═══ SUPPLIED MATERIAL

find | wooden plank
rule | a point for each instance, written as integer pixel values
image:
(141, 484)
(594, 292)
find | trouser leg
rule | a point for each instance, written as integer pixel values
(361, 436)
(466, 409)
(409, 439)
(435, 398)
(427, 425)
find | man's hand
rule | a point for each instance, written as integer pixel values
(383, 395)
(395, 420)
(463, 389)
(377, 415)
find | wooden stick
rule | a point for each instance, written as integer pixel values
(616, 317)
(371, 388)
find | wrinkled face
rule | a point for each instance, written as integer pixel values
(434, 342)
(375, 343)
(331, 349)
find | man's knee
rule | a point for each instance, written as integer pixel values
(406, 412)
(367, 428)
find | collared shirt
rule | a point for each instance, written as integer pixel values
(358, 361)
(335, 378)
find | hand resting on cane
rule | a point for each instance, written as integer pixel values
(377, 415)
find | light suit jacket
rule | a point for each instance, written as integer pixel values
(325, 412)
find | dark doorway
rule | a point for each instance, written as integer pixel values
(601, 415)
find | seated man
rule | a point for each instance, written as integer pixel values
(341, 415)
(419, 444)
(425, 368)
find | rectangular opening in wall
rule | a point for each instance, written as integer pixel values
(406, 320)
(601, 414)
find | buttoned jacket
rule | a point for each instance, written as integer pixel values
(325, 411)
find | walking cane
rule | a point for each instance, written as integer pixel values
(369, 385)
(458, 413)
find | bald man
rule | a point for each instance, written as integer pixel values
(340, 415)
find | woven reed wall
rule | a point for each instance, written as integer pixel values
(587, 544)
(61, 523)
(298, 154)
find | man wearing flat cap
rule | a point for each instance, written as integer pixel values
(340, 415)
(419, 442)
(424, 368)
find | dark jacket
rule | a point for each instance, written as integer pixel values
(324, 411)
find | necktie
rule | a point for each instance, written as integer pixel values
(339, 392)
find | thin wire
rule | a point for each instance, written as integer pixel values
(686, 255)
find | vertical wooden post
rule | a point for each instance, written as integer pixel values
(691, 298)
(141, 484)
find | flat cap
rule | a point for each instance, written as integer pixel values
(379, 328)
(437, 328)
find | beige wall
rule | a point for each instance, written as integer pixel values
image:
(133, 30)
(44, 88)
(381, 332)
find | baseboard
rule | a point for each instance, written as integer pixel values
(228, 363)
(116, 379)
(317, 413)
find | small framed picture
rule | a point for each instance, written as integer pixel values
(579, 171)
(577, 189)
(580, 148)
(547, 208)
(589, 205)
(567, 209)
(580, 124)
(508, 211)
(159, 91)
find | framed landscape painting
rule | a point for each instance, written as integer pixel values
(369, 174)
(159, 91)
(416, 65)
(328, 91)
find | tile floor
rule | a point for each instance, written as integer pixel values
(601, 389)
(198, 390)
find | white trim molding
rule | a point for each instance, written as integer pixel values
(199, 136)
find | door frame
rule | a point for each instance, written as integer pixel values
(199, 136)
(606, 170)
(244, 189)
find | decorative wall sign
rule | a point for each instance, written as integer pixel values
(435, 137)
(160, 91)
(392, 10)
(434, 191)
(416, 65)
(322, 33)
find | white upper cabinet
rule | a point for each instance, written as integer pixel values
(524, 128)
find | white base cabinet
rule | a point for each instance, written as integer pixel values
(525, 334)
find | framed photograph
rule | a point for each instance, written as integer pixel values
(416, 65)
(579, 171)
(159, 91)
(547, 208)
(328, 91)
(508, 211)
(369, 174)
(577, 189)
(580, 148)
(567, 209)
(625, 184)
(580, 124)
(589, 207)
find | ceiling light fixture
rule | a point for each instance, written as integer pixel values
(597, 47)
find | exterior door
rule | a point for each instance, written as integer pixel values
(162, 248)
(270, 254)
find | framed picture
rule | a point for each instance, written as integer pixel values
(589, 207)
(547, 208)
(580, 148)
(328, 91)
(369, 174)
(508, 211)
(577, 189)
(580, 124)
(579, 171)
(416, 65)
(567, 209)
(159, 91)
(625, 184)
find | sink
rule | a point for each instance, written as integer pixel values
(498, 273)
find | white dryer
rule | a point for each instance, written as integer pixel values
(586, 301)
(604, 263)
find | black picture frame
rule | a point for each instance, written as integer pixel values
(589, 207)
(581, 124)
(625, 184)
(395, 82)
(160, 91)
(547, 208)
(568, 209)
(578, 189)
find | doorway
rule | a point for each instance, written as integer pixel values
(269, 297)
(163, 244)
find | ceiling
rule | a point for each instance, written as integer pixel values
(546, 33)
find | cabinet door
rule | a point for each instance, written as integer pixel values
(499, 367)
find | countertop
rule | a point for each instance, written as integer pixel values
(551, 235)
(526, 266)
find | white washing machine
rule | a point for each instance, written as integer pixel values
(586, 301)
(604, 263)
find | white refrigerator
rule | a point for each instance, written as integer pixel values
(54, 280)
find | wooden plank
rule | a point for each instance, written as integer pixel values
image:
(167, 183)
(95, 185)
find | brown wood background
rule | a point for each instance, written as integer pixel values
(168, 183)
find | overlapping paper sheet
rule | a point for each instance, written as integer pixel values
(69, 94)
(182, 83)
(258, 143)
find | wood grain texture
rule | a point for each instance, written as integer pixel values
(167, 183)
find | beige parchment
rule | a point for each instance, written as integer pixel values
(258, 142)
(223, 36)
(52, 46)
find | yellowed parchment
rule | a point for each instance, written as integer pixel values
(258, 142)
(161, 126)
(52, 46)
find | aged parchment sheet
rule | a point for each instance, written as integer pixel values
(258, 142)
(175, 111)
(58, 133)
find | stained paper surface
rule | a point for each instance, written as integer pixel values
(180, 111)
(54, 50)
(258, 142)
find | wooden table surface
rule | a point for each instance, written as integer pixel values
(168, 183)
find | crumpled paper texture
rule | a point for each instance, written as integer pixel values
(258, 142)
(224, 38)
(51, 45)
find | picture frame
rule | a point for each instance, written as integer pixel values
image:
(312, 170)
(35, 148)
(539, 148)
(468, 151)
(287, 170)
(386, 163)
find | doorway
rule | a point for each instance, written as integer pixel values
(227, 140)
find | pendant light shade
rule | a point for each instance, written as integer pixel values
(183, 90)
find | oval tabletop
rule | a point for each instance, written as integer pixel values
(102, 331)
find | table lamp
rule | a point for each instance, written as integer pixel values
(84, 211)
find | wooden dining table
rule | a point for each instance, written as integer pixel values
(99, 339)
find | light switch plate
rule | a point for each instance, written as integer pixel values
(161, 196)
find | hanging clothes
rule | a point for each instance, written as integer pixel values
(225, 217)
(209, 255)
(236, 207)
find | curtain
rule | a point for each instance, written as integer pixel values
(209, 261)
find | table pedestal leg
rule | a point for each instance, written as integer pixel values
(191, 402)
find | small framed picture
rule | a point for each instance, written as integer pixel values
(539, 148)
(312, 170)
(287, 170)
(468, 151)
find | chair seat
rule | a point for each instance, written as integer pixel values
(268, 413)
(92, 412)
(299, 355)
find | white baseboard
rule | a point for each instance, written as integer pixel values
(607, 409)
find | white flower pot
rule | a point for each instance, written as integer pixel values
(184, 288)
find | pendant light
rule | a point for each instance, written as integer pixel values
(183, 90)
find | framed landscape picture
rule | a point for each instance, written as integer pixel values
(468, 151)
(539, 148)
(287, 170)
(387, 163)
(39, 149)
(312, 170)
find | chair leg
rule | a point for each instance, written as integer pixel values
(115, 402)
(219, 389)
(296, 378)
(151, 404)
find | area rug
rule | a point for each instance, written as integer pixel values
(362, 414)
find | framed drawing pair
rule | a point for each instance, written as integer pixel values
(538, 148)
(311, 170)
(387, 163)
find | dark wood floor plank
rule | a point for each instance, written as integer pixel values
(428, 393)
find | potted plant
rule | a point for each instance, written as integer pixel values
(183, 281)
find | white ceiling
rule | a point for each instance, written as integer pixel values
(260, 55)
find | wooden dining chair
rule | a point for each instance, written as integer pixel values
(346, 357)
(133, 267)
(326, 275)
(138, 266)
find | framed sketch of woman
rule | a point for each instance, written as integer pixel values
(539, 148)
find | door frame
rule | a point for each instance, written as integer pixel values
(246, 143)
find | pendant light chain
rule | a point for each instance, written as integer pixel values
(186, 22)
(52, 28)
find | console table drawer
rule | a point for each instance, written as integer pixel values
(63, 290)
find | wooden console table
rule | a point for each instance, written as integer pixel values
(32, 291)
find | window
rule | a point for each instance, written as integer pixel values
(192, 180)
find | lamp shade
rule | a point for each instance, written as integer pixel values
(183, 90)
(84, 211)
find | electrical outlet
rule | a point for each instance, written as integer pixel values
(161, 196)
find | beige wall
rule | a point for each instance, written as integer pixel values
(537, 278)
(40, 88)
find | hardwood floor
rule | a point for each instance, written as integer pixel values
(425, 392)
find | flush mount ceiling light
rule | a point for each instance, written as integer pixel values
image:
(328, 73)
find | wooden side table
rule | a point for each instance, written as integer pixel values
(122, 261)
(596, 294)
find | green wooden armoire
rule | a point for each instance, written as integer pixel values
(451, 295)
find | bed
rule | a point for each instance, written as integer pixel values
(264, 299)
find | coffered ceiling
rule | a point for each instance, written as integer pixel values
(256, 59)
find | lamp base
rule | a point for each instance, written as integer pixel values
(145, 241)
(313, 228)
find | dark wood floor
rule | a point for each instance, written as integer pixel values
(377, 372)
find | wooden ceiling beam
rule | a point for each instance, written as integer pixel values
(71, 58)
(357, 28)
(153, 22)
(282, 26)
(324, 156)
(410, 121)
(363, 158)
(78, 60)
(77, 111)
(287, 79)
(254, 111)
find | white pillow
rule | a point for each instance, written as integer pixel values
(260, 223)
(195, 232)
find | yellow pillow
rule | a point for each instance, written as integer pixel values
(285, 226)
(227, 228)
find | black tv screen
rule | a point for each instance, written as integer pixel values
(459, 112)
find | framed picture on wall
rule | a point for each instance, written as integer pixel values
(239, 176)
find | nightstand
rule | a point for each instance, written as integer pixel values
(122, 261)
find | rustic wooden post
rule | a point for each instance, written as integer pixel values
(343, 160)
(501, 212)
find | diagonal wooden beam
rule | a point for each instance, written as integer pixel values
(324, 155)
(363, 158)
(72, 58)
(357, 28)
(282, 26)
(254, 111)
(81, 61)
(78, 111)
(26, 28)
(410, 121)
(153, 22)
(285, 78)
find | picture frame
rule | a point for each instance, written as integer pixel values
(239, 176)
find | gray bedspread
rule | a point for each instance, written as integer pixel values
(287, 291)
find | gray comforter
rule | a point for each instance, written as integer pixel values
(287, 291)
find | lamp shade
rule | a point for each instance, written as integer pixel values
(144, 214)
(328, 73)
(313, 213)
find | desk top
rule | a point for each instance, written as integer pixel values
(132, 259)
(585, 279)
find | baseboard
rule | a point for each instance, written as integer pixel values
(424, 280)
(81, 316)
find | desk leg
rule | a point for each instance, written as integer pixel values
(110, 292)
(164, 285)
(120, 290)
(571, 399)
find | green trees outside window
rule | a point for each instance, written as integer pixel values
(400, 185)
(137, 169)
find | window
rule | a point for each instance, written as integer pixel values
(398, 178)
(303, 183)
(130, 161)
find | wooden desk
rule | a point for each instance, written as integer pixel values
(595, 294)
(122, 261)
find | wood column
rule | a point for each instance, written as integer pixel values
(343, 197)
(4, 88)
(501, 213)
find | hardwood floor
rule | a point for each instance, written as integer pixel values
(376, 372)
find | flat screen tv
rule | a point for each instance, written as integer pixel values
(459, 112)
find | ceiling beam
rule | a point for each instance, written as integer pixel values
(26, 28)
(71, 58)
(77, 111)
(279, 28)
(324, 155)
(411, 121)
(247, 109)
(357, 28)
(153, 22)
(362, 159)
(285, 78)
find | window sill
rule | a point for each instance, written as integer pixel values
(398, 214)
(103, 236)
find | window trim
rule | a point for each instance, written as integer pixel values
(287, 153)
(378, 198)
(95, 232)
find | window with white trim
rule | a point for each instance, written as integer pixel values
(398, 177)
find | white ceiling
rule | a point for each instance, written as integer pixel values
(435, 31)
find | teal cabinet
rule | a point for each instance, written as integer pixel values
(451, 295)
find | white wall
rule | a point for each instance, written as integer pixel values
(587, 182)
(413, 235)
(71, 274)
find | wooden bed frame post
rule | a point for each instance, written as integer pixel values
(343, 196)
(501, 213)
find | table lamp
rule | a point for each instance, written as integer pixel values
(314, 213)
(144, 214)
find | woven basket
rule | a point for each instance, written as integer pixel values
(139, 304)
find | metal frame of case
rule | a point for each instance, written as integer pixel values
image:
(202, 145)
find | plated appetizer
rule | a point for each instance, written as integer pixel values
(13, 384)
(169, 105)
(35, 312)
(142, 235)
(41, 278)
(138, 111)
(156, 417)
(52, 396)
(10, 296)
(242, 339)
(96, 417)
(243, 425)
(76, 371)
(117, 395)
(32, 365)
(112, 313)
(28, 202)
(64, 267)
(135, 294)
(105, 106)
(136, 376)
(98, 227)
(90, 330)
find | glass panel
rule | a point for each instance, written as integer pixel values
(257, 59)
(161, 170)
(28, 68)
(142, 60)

══════

EXERCISE. The output should be exactly the lines above from the line containing "find | wooden ceiling beam" to the line containing "find | gray bedspread", inclusive, with no other lines.

ANSWER AREA.
find | wooden ceiling beam
rule | a point for each instance, written as integer pixel values
(71, 58)
(357, 28)
(153, 22)
(282, 26)
(324, 156)
(410, 121)
(363, 158)
(78, 60)
(77, 111)
(287, 79)
(254, 111)
find | white pillow
rule | a point for each instance, written as integer pixel values
(260, 223)
(195, 232)
find | yellow pillow
rule | a point for each instance, written as integer pixel values
(285, 226)
(227, 228)
find | black tv screen
rule | a point for each instance, written as integer pixel values
(459, 112)
find | framed picture on wall
rule | a point for each instance, written as integer pixel values
(239, 176)
find | nightstand
rule | a point for each instance, written as integer pixel values
(122, 261)
find | rustic wooden post
rule | a point for each instance, written as integer pixel values
(343, 160)
(501, 212)
find | diagonal wooden beam
rule | a point for each instance, written as integer pixel values
(324, 155)
(363, 158)
(72, 58)
(357, 28)
(282, 26)
(254, 111)
(81, 61)
(78, 111)
(26, 28)
(410, 121)
(153, 22)
(285, 78)
find | picture frame
rule | a point for each instance, written as integer pixel values
(239, 176)
find | gray bedspread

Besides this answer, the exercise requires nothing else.